* start DATASET EXTRACT *

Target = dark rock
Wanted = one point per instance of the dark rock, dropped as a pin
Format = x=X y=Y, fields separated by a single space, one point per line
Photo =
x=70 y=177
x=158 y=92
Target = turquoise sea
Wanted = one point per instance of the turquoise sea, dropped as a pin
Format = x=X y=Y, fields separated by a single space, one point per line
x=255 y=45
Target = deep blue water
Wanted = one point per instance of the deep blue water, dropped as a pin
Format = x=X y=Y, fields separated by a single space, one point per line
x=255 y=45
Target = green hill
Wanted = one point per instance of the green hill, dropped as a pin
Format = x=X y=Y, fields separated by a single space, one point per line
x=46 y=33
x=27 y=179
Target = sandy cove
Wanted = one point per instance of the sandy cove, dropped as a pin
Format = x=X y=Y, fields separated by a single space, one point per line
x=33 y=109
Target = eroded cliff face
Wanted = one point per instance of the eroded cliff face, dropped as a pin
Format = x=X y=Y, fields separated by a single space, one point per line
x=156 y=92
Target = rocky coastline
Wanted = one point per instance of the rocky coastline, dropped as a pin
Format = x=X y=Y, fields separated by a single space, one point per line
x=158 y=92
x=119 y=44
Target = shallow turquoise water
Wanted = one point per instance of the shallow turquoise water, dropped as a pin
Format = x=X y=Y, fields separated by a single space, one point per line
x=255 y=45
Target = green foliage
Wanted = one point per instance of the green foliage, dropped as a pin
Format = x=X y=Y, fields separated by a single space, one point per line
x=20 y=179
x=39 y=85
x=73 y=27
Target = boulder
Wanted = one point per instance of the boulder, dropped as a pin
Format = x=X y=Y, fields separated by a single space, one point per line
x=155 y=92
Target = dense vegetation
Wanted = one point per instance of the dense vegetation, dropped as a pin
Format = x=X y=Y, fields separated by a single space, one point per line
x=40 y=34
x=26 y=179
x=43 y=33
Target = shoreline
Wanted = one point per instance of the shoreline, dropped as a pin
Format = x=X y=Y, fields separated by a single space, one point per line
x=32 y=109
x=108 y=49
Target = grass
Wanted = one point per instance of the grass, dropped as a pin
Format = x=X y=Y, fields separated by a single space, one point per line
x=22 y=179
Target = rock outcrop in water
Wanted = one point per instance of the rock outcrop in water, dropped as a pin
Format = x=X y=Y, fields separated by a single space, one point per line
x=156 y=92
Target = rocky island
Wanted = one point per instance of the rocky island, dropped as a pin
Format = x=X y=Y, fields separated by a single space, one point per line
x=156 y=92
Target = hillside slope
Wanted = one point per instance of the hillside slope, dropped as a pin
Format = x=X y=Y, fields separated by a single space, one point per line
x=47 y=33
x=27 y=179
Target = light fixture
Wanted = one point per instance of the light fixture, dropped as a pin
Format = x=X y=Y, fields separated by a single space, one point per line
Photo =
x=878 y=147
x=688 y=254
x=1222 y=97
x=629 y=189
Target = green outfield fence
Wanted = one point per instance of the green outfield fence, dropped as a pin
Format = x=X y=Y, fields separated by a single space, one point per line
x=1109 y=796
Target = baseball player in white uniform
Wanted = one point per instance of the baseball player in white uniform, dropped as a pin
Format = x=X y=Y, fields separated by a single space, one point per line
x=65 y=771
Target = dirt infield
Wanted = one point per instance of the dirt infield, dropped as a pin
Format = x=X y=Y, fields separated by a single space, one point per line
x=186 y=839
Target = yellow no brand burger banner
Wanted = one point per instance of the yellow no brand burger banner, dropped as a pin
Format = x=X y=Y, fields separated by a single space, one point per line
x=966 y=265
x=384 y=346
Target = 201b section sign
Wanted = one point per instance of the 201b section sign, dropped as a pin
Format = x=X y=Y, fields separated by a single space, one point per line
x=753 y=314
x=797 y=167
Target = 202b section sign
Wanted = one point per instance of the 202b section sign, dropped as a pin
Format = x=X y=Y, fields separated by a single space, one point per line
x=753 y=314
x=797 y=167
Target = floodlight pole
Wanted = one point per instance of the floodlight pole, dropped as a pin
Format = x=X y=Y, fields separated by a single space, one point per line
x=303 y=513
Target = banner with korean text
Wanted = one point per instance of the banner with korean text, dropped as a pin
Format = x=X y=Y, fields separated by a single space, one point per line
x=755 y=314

* end DATASET EXTRACT *

Extract the lines above from the one containing "Target = dirt infield" to the last line, both included, exactly as written.

Target = dirt infield
Wanted = one point per instance of the dirt infield, dropped as a pin
Format = x=X y=Y, fields separated by a single space, one point per line
x=186 y=839
Target = yellow no brand burger banner
Wanted = one point per instance of the yellow no brand burger banner, dropped as a pin
Format = x=X y=Y, fields separated by a single space, one point per line
x=966 y=265
x=384 y=346
Target = 201b section sign
Wanted = one point per instance of the 201b section sign, dropped as a pin
Format = x=X y=Y, fields separated by a single space, one point per line
x=753 y=314
x=797 y=167
Target = 202b section sign
Wanted = one point per instance of the 202b section sign, dropped as a pin
Format = x=X y=Y, fields separated by a single space, one point per line
x=753 y=314
x=797 y=167
Target = floodlight pole
Wanted = one point per instance of the floodlight pole, dropped as a pin
Format = x=X y=Y, fields separated by a single space, one point per line
x=303 y=513
Target = banner with korean text
Wanted = one point per instance of the banner with korean text, dropped as a pin
Format = x=X y=Y, fields separated by a single space, one point per line
x=755 y=314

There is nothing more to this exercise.